## Consigne 1
Relevez toutes les villes citées dans le texte sur la Blue Train Historic Race. Donnez chacune une seule fois.

## Passage du texte
*****

Pour passer de la fiction et du rêve à la réalité, il faut des pionniers pour explorer de nouveaux domaines. C’est sans doute pour cela que la « réalité utopique » de la Blue Train Historic Race a germé dans l’imagination fertile de Luc Royer, chef de cordée de Chilkoot “La Compagnie des Pionniers“. Nous sommes dans le magasin Golden Cycles à Golfe Juan et ce défi insensé va prendre forme dans quelques heures. Les 19 inscrits arrivent avec leurs vélos … Quelles sont les forces en présence ?
En observant les préparatifs des concurrents du remake version vélo de la Blue Train Race, je ne peux pas m’empêcher de penser à un super bouquin de Tom McNab que j’avais adoré : la Grande Course de Flanaghan. Ce roman d’aventure avait pour cadre une course à pied qui traversait le territoire américain. Comme par hasard, les dates de ces deux défis sont contemporaines. C’est le 12 mars 1930 que Woolf Barnato s’élance de Cannes pour battre à la course, avec sa Bentley, le train Bleu entre Cannes et Londres, et c’est le 21 mars 1931, dans le stade de Los Angeles que Douglas Fairbanks donnait le départ de la course à pied Trans-America où 2000 athlètes, dont 121 femmes, venus de soixante pays du monde, s’élançaient en direction de l’est. Quelle belle époque ! …
Ils ont osé !

*****

## Support de l'exercice
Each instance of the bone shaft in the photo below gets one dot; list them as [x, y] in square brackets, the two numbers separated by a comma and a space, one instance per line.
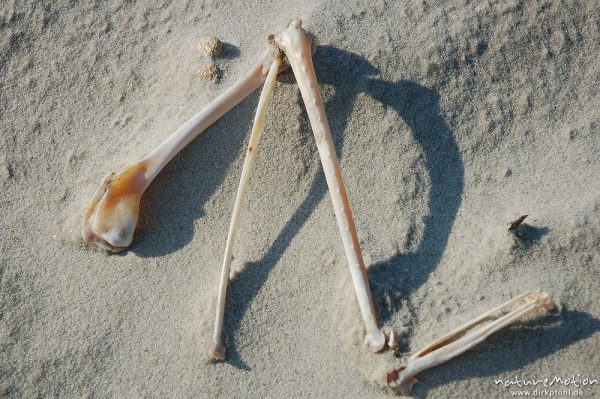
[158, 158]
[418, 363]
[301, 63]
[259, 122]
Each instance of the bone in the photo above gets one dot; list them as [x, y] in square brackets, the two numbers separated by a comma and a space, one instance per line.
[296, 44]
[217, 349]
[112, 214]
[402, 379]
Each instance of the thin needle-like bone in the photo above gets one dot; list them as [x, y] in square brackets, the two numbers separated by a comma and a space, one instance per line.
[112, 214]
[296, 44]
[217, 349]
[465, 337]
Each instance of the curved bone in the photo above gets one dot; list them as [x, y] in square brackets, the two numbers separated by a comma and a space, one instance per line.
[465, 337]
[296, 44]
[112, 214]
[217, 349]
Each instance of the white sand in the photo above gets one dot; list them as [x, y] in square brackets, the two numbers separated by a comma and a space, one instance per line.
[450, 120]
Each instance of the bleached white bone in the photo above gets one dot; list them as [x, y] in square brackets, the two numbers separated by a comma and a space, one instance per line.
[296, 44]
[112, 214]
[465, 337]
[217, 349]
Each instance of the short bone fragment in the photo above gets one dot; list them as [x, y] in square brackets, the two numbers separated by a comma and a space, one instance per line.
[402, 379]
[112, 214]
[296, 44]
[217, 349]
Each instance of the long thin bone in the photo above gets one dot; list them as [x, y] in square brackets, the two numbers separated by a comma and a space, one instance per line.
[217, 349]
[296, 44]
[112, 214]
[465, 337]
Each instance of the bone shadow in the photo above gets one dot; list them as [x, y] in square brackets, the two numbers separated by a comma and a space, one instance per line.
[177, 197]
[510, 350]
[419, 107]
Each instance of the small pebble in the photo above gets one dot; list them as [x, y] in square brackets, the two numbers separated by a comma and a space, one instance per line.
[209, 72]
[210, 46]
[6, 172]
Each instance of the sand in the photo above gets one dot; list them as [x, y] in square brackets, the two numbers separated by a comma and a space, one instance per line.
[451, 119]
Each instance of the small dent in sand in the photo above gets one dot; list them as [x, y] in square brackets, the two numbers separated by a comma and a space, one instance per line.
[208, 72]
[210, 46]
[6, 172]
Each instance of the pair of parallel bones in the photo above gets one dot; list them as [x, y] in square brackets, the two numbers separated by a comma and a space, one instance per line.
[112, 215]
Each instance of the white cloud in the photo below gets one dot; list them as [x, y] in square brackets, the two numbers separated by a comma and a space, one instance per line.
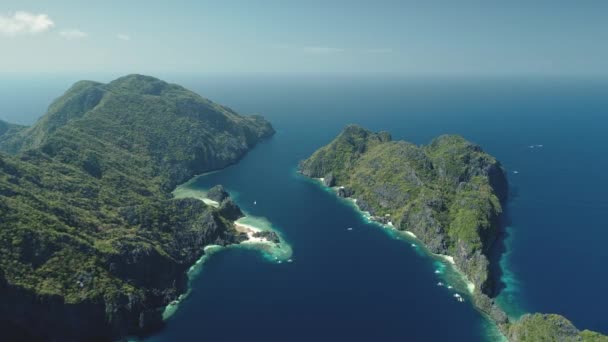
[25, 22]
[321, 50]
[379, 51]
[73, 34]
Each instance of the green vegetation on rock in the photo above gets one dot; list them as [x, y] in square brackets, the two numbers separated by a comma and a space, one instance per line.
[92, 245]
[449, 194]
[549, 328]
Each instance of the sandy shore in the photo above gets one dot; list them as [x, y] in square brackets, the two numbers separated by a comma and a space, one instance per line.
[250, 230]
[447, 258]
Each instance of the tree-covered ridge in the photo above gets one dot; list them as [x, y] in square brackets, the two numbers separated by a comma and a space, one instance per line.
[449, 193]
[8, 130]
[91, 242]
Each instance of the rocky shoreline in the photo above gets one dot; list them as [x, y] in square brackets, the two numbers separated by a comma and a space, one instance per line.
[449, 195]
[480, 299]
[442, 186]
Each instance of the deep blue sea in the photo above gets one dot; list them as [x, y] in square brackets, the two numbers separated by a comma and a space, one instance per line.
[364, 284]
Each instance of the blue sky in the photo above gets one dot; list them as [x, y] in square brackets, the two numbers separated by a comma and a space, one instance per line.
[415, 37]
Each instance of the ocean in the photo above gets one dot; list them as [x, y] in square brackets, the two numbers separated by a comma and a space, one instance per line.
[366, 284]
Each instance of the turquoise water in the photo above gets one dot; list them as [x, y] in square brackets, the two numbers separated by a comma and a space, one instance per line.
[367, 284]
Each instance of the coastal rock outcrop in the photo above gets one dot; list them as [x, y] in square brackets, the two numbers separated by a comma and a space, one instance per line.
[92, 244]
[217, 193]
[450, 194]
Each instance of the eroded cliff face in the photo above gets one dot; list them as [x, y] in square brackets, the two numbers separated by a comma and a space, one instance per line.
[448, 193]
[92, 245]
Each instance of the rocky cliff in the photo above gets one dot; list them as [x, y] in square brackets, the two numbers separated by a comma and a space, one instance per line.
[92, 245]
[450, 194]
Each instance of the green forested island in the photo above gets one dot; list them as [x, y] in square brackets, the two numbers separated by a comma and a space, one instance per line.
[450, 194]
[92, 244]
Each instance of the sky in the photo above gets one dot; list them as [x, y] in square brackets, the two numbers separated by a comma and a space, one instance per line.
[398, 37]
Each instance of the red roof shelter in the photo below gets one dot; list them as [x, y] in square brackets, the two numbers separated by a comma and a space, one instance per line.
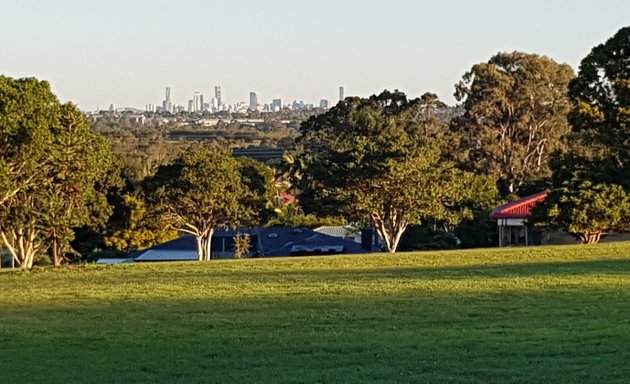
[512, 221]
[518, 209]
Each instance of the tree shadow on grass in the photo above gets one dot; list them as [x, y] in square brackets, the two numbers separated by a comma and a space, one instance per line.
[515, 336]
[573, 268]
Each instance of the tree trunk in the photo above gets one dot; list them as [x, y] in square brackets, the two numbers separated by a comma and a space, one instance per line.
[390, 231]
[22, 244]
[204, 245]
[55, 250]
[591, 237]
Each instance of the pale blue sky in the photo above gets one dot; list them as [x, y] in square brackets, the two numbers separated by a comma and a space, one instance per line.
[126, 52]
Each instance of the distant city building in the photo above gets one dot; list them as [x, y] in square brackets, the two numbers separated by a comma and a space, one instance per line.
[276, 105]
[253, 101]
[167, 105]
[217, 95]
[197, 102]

*****

## Consigne 2
Dans la liste, reprenez les lignes depuis celle qui contient « Each instance of the distant » jusqu'à la fin de la liste, consigne comprise. Décalez de 104 chaque nombre des coordonnées données en réponse.

## Réponse complète 1
Golfe Juan, Cannes, Londres, Los Angeles

## Réponse complète 2
Each instance of the distant city building in the photo above gets one dot; list them as [x, y] in square brackets, the two numbers separated by a comma and a space, one instance per line.
[380, 209]
[357, 205]
[271, 209]
[321, 199]
[301, 206]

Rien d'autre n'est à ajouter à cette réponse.